Render everything below from the line containing "One dot marks each instance of the military patch" down to the line containing "[(101, 174)]" as a numbered list, omitting blank lines.

**ENTRIES SUPPLIED**
#####
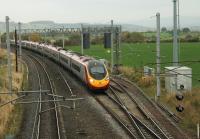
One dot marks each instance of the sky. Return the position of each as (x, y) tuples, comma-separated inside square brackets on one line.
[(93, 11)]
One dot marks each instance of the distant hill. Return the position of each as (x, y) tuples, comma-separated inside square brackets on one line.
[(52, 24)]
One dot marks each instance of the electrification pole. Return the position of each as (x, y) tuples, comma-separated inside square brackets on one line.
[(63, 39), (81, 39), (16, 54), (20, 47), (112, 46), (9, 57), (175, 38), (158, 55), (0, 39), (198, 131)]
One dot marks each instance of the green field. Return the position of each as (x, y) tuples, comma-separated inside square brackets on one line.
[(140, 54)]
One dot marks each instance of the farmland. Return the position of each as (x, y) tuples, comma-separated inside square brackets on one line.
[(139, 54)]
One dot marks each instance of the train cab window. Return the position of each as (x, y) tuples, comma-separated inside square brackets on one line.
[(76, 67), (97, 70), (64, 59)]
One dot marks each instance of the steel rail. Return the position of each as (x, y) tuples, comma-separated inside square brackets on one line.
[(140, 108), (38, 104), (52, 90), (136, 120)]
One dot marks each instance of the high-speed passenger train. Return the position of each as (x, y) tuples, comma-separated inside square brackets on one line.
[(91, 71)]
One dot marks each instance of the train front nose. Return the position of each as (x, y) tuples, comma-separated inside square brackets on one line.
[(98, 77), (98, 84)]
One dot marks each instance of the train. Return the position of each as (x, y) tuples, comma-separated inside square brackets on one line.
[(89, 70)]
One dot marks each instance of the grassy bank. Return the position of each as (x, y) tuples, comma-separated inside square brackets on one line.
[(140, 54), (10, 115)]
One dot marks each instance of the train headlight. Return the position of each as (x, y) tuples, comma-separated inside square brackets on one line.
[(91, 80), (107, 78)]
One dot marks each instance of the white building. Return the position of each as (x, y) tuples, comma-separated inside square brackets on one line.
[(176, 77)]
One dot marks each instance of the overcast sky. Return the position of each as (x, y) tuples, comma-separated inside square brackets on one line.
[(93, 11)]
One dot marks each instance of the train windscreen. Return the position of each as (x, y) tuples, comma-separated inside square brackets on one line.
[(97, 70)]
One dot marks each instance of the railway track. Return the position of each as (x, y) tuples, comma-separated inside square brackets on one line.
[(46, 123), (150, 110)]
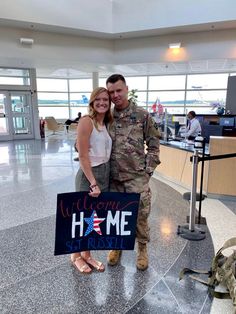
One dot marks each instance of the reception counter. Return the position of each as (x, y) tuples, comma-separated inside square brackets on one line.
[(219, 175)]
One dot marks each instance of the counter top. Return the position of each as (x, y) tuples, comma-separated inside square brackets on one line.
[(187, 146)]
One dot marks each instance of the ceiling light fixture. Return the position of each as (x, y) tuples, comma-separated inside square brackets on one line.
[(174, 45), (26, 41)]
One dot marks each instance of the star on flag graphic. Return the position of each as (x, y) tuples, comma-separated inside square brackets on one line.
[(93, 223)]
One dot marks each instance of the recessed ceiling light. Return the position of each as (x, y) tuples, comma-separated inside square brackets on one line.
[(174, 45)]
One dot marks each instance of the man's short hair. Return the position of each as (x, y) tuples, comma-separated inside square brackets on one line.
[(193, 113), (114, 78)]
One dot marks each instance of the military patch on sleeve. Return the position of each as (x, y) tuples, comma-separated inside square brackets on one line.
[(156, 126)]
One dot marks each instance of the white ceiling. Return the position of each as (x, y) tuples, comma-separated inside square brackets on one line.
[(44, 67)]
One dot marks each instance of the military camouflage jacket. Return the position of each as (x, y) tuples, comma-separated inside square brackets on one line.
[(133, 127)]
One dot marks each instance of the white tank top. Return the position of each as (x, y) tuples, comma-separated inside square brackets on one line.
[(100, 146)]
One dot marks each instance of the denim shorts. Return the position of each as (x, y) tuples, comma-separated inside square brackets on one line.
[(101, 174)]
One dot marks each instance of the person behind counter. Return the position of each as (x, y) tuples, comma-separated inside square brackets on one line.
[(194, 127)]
#####
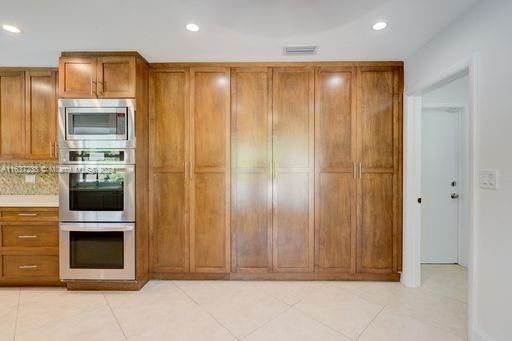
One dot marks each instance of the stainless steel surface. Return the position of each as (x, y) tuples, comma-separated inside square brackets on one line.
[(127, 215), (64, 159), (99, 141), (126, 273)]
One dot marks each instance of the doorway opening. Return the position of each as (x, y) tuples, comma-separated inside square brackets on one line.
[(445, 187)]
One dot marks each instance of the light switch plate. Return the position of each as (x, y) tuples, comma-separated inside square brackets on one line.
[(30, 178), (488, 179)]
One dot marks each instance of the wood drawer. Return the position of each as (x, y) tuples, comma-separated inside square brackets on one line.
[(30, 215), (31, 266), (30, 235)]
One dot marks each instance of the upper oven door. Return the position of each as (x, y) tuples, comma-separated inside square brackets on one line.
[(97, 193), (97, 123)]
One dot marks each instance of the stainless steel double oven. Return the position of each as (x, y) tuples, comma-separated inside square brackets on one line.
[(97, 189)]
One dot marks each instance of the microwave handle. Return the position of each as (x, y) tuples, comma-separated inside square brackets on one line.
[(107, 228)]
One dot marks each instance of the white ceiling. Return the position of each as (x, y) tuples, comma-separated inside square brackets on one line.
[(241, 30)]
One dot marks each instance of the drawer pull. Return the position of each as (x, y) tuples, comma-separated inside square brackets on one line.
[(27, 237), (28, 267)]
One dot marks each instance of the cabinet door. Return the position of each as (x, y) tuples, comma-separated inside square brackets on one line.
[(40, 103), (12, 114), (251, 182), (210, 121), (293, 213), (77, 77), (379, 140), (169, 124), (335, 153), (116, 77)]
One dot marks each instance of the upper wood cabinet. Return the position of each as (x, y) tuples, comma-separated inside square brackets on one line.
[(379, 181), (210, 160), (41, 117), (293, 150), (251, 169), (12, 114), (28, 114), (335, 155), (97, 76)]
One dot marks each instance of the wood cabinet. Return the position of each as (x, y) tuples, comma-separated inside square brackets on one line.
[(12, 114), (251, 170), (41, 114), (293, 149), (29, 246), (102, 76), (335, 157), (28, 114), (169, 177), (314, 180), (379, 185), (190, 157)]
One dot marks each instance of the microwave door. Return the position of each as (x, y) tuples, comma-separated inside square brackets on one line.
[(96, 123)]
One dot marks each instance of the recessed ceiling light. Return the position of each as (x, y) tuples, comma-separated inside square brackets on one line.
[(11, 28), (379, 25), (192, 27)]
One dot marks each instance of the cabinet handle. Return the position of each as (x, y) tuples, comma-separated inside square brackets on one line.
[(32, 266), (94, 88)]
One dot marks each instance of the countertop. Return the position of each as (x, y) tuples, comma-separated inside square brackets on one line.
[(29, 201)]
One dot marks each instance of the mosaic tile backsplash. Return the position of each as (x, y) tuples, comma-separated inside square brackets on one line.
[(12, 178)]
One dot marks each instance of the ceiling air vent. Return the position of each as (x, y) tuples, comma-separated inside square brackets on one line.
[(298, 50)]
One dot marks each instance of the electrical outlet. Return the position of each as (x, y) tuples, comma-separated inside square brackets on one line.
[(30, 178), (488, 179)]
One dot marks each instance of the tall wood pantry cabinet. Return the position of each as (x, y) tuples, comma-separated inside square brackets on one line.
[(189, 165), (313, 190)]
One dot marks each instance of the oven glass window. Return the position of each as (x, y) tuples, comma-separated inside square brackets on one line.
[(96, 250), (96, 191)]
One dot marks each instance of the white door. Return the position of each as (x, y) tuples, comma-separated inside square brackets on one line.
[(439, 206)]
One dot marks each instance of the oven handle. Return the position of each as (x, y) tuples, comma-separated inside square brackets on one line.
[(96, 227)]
#####
**ANSWER TO THIS EXERCISE**
1. One dot marks each instance of the military patch on sleeve. Return the position of each as (x, y) tuples, comma-separated inside square brackets on one line.
2. [(156, 126)]
3. One dot marks each instance of the white ceiling. Return the position of each as (x, y) tuples, comma-separated inside square brackets on one line.
4. [(44, 67)]
5. One dot marks each instance of the military camouflage jacket. Return the position of each as (x, y) tuples, comma-separated inside square brackets on one line.
6. [(133, 127)]
7. One dot marks each instance of the white tank top. Return the position of each as (x, y) tuples, comma-separated inside square brackets on one line.
8. [(100, 146)]
9. One dot marks each instance of the denim shorts. Return the position of each as (x, y) tuples, comma-separated inside square brackets on one line.
10. [(101, 174)]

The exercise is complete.